------ RECORDS FOR THE TASK

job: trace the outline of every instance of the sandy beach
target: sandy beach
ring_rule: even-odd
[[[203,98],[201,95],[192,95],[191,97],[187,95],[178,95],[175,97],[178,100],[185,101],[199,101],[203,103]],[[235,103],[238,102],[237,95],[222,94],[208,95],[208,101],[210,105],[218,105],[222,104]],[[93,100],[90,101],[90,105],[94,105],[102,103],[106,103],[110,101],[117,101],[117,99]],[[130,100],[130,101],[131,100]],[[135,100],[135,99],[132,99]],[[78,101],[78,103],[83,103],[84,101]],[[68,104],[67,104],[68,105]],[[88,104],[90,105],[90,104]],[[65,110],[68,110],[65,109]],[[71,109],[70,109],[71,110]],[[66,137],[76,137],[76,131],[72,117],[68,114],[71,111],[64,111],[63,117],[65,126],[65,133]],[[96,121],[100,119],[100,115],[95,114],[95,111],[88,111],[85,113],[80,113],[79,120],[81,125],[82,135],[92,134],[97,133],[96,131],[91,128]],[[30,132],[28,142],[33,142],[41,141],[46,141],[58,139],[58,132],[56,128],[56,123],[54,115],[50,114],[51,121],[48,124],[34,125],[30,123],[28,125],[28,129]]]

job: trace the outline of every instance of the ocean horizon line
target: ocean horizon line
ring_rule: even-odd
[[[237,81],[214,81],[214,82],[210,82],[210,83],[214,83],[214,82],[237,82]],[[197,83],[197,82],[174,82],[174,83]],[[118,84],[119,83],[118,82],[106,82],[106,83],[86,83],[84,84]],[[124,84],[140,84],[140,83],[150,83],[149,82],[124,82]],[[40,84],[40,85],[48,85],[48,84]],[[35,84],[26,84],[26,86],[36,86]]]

------------

**WRITTEN PROBLEM:**
Can you copy every entry above, line for line, with no changes?

**TASK RESPONSE:**
job: trace the outline of every instance of the sandy beach
target: sandy beach
ring_rule: even-odd
[[[203,98],[201,95],[192,95],[191,97],[187,95],[178,95],[175,97],[178,100],[185,101],[199,101],[203,103]],[[235,103],[238,102],[237,95],[222,94],[208,95],[208,101],[210,105],[218,105],[222,104]],[[93,100],[90,101],[90,105],[94,105],[102,103],[106,103],[110,101],[117,101],[117,99]],[[130,100],[130,101],[131,100]],[[135,100],[135,99],[132,99]],[[78,101],[78,103],[83,103],[84,101]],[[68,104],[67,104],[68,105]],[[88,104],[90,105],[90,104]],[[65,110],[68,110],[65,109]],[[71,109],[70,109],[71,110]],[[66,137],[76,137],[76,131],[72,117],[68,114],[71,111],[64,111],[63,117],[65,126],[65,133]],[[96,121],[100,119],[100,115],[95,114],[95,111],[88,111],[85,113],[80,113],[79,120],[81,125],[82,135],[92,134],[97,133],[96,131],[91,128]],[[30,132],[28,142],[33,142],[41,141],[46,141],[58,139],[58,132],[56,128],[56,123],[54,115],[50,114],[51,121],[48,124],[34,125],[30,123],[28,125],[28,129]]]

job: trace the outline of every instance of the ocean horizon line
target: ocean horizon line
ring_rule: even-odd
[[[237,81],[214,81],[214,82],[210,82],[210,83],[214,83],[214,82],[237,82]],[[197,83],[197,82],[174,82],[174,83]],[[118,84],[119,83],[118,82],[106,82],[106,83],[86,83],[84,84]],[[124,84],[140,84],[140,83],[150,83],[149,82],[124,82]],[[40,84],[40,85],[48,85],[48,84]],[[35,84],[26,84],[26,86],[36,86]]]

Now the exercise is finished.